┌─ DATA FOR REVIEW
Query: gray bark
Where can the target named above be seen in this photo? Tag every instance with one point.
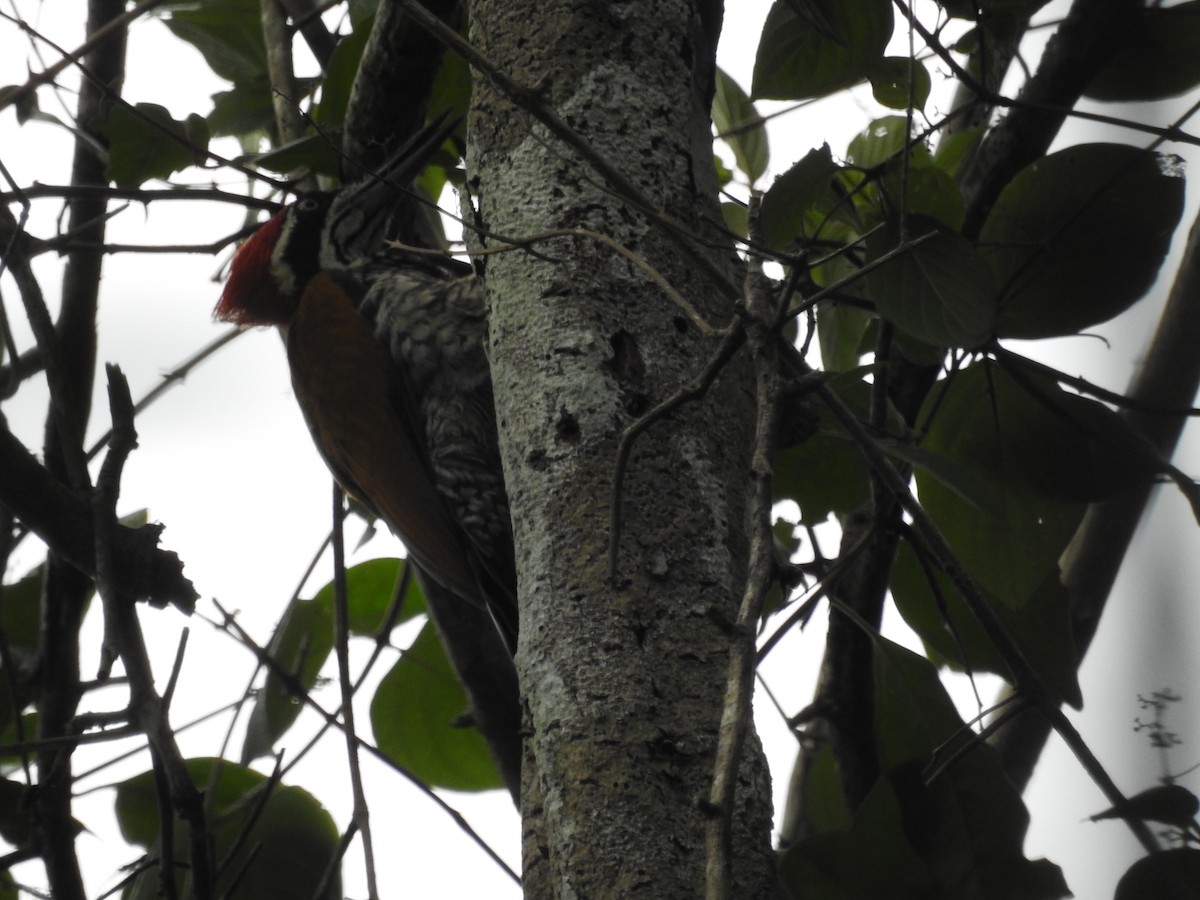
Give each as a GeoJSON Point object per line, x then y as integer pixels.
{"type": "Point", "coordinates": [623, 679]}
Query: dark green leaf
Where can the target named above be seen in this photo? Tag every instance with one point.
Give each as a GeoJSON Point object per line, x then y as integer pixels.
{"type": "Point", "coordinates": [891, 83]}
{"type": "Point", "coordinates": [989, 425]}
{"type": "Point", "coordinates": [1169, 804]}
{"type": "Point", "coordinates": [826, 473]}
{"type": "Point", "coordinates": [305, 637]}
{"type": "Point", "coordinates": [147, 143]}
{"type": "Point", "coordinates": [883, 141]}
{"type": "Point", "coordinates": [967, 823]}
{"type": "Point", "coordinates": [243, 112]}
{"type": "Point", "coordinates": [736, 217]}
{"type": "Point", "coordinates": [940, 291]}
{"type": "Point", "coordinates": [798, 60]}
{"type": "Point", "coordinates": [316, 153]}
{"type": "Point", "coordinates": [953, 636]}
{"type": "Point", "coordinates": [1157, 60]}
{"type": "Point", "coordinates": [228, 34]}
{"type": "Point", "coordinates": [343, 66]}
{"type": "Point", "coordinates": [289, 846]}
{"type": "Point", "coordinates": [1078, 237]}
{"type": "Point", "coordinates": [954, 149]}
{"type": "Point", "coordinates": [923, 191]}
{"type": "Point", "coordinates": [841, 333]}
{"type": "Point", "coordinates": [873, 859]}
{"type": "Point", "coordinates": [451, 88]}
{"type": "Point", "coordinates": [414, 717]}
{"type": "Point", "coordinates": [1170, 875]}
{"type": "Point", "coordinates": [300, 646]}
{"type": "Point", "coordinates": [18, 822]}
{"type": "Point", "coordinates": [741, 126]}
{"type": "Point", "coordinates": [370, 587]}
{"type": "Point", "coordinates": [972, 9]}
{"type": "Point", "coordinates": [787, 202]}
{"type": "Point", "coordinates": [21, 616]}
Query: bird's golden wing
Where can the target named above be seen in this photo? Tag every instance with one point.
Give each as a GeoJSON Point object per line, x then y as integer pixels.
{"type": "Point", "coordinates": [345, 385]}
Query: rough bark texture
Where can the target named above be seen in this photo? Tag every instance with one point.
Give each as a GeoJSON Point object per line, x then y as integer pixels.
{"type": "Point", "coordinates": [622, 684]}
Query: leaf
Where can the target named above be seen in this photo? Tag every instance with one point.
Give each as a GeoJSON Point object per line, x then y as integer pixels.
{"type": "Point", "coordinates": [969, 822]}
{"type": "Point", "coordinates": [244, 111]}
{"type": "Point", "coordinates": [1156, 60]}
{"type": "Point", "coordinates": [798, 59]}
{"type": "Point", "coordinates": [939, 291]}
{"type": "Point", "coordinates": [957, 837]}
{"type": "Point", "coordinates": [1169, 804]}
{"type": "Point", "coordinates": [316, 153]}
{"type": "Point", "coordinates": [739, 125]}
{"type": "Point", "coordinates": [229, 36]}
{"type": "Point", "coordinates": [343, 66]}
{"type": "Point", "coordinates": [21, 617]}
{"type": "Point", "coordinates": [924, 191]}
{"type": "Point", "coordinates": [793, 193]}
{"type": "Point", "coordinates": [148, 143]}
{"type": "Point", "coordinates": [414, 713]}
{"type": "Point", "coordinates": [292, 840]}
{"type": "Point", "coordinates": [843, 331]}
{"type": "Point", "coordinates": [987, 424]}
{"type": "Point", "coordinates": [891, 79]}
{"type": "Point", "coordinates": [1169, 875]}
{"type": "Point", "coordinates": [826, 473]}
{"type": "Point", "coordinates": [305, 637]}
{"type": "Point", "coordinates": [953, 635]}
{"type": "Point", "coordinates": [1078, 237]}
{"type": "Point", "coordinates": [871, 859]}
{"type": "Point", "coordinates": [883, 141]}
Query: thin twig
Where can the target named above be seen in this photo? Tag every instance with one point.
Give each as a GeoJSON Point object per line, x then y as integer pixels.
{"type": "Point", "coordinates": [124, 633]}
{"type": "Point", "coordinates": [695, 389]}
{"type": "Point", "coordinates": [342, 647]}
{"type": "Point", "coordinates": [763, 343]}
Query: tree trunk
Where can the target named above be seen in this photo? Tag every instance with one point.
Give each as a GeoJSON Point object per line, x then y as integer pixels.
{"type": "Point", "coordinates": [622, 679]}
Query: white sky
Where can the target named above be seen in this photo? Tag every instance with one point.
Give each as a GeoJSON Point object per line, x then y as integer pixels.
{"type": "Point", "coordinates": [226, 463]}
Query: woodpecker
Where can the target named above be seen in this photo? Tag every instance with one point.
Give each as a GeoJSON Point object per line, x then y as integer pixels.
{"type": "Point", "coordinates": [387, 352]}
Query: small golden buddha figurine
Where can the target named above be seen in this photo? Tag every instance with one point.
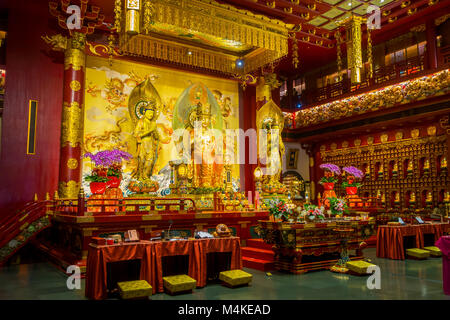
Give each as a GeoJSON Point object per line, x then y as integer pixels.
{"type": "Point", "coordinates": [429, 197]}
{"type": "Point", "coordinates": [443, 165]}
{"type": "Point", "coordinates": [380, 171]}
{"type": "Point", "coordinates": [410, 167]}
{"type": "Point", "coordinates": [412, 198]}
{"type": "Point", "coordinates": [395, 167]}
{"type": "Point", "coordinates": [395, 170]}
{"type": "Point", "coordinates": [426, 166]}
{"type": "Point", "coordinates": [447, 196]}
{"type": "Point", "coordinates": [397, 198]}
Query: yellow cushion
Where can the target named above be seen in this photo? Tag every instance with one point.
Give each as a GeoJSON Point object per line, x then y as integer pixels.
{"type": "Point", "coordinates": [134, 289]}
{"type": "Point", "coordinates": [434, 251]}
{"type": "Point", "coordinates": [418, 253]}
{"type": "Point", "coordinates": [359, 267]}
{"type": "Point", "coordinates": [235, 277]}
{"type": "Point", "coordinates": [179, 283]}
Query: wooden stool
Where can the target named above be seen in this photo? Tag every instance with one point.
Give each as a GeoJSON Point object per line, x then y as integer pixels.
{"type": "Point", "coordinates": [180, 283]}
{"type": "Point", "coordinates": [358, 267]}
{"type": "Point", "coordinates": [418, 254]}
{"type": "Point", "coordinates": [234, 278]}
{"type": "Point", "coordinates": [434, 251]}
{"type": "Point", "coordinates": [134, 289]}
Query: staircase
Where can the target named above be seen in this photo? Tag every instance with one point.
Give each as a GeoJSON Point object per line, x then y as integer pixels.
{"type": "Point", "coordinates": [20, 227]}
{"type": "Point", "coordinates": [258, 255]}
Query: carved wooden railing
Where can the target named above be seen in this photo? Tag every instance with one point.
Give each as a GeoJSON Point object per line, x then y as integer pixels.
{"type": "Point", "coordinates": [381, 75]}
{"type": "Point", "coordinates": [18, 228]}
{"type": "Point", "coordinates": [131, 206]}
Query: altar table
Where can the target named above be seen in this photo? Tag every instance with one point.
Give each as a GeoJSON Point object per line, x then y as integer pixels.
{"type": "Point", "coordinates": [150, 253]}
{"type": "Point", "coordinates": [390, 238]}
{"type": "Point", "coordinates": [444, 245]}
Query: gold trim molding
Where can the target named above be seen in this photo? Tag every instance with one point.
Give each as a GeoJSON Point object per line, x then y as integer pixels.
{"type": "Point", "coordinates": [267, 37]}
{"type": "Point", "coordinates": [387, 97]}
{"type": "Point", "coordinates": [68, 189]}
{"type": "Point", "coordinates": [72, 124]}
{"type": "Point", "coordinates": [72, 163]}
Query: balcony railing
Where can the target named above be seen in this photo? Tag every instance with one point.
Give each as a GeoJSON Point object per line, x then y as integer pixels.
{"type": "Point", "coordinates": [380, 75]}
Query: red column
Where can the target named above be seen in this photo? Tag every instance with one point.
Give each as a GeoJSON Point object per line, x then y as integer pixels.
{"type": "Point", "coordinates": [72, 118]}
{"type": "Point", "coordinates": [249, 117]}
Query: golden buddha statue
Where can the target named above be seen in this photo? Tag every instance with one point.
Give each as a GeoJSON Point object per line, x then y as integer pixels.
{"type": "Point", "coordinates": [147, 139]}
{"type": "Point", "coordinates": [275, 153]}
{"type": "Point", "coordinates": [144, 105]}
{"type": "Point", "coordinates": [447, 196]}
{"type": "Point", "coordinates": [207, 173]}
{"type": "Point", "coordinates": [367, 172]}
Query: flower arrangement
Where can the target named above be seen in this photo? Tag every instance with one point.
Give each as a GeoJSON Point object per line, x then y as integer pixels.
{"type": "Point", "coordinates": [313, 212]}
{"type": "Point", "coordinates": [353, 173]}
{"type": "Point", "coordinates": [97, 175]}
{"type": "Point", "coordinates": [332, 167]}
{"type": "Point", "coordinates": [108, 169]}
{"type": "Point", "coordinates": [108, 158]}
{"type": "Point", "coordinates": [337, 206]}
{"type": "Point", "coordinates": [278, 209]}
{"type": "Point", "coordinates": [330, 171]}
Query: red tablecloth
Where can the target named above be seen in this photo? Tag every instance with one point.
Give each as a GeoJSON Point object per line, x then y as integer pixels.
{"type": "Point", "coordinates": [444, 245]}
{"type": "Point", "coordinates": [151, 254]}
{"type": "Point", "coordinates": [390, 238]}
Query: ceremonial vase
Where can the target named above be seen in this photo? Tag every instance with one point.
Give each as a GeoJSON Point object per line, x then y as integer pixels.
{"type": "Point", "coordinates": [351, 190]}
{"type": "Point", "coordinates": [113, 182]}
{"type": "Point", "coordinates": [328, 185]}
{"type": "Point", "coordinates": [98, 187]}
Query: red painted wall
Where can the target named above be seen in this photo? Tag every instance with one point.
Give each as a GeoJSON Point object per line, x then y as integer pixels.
{"type": "Point", "coordinates": [30, 74]}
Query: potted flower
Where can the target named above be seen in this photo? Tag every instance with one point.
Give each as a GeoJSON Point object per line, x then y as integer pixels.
{"type": "Point", "coordinates": [329, 179]}
{"type": "Point", "coordinates": [351, 185]}
{"type": "Point", "coordinates": [313, 212]}
{"type": "Point", "coordinates": [111, 162]}
{"type": "Point", "coordinates": [337, 206]}
{"type": "Point", "coordinates": [98, 181]}
{"type": "Point", "coordinates": [278, 209]}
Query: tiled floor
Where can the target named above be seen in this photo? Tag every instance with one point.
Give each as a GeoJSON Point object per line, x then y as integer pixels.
{"type": "Point", "coordinates": [407, 279]}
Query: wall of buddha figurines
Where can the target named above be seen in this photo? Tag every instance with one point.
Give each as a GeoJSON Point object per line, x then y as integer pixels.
{"type": "Point", "coordinates": [405, 169]}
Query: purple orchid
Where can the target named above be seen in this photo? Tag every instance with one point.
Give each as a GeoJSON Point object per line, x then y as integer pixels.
{"type": "Point", "coordinates": [332, 167]}
{"type": "Point", "coordinates": [354, 171]}
{"type": "Point", "coordinates": [108, 157]}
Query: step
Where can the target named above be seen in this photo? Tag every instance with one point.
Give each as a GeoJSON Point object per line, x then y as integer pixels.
└─
> **ACTION ITEM**
Pull out all lines containing the word "wooden" from the entries above.

> **RESPONSE TO THIS TASK**
Query: wooden stool
Query: carved wooden railing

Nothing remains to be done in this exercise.